What to produce: Could you convert the material from the line with "Detect dark beard." to the line with "left=131, top=287, right=146, bottom=417", both included, into a numbered list with blank lines left out and nothing else added?

Supplied information:
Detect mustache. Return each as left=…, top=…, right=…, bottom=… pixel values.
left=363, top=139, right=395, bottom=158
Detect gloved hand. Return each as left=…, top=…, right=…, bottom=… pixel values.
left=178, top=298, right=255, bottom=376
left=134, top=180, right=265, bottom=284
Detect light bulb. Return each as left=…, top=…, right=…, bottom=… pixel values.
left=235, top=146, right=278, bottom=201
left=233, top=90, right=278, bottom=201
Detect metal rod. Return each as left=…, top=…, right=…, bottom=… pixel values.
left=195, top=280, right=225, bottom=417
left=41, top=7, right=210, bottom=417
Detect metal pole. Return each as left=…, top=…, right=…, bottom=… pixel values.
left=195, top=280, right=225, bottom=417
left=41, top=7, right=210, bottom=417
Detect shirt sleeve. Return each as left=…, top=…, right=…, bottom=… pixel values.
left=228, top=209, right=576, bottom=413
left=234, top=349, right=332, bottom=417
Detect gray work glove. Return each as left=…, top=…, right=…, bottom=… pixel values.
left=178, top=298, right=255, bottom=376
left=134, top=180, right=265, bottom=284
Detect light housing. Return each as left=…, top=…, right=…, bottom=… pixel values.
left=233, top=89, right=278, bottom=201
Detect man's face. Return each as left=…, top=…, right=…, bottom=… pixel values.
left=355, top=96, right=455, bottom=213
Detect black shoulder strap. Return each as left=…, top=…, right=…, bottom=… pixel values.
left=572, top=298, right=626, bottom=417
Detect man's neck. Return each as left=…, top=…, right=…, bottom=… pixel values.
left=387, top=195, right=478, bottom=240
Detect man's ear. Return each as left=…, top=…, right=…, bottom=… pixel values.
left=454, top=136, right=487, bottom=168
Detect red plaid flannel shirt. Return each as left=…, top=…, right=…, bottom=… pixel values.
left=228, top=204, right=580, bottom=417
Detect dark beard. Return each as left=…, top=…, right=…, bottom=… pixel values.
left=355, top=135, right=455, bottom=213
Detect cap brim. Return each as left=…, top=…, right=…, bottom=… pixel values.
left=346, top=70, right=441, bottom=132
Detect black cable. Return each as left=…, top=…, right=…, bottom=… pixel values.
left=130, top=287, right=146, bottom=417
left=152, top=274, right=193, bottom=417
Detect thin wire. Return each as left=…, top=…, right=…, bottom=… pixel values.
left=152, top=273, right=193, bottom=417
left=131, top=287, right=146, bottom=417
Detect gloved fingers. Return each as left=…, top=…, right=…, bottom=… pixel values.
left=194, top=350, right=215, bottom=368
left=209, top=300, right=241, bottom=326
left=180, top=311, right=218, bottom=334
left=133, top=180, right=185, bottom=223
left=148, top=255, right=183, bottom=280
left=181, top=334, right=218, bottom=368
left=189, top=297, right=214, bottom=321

Answer for this exercise:
1. Detect dark beard. Return each as left=…, top=…, right=…, bottom=… pixel values.
2. left=355, top=135, right=455, bottom=213
3. Detect cap brim. Return each as left=…, top=…, right=…, bottom=… pixel values.
4. left=346, top=70, right=441, bottom=132
5. Detect black cable. Return each as left=…, top=…, right=…, bottom=… pixel values.
6. left=130, top=287, right=146, bottom=417
7. left=152, top=274, right=193, bottom=417
8. Detect thin wire. Return each as left=…, top=…, right=…, bottom=… pixel values.
9. left=152, top=273, right=193, bottom=417
10. left=131, top=287, right=146, bottom=417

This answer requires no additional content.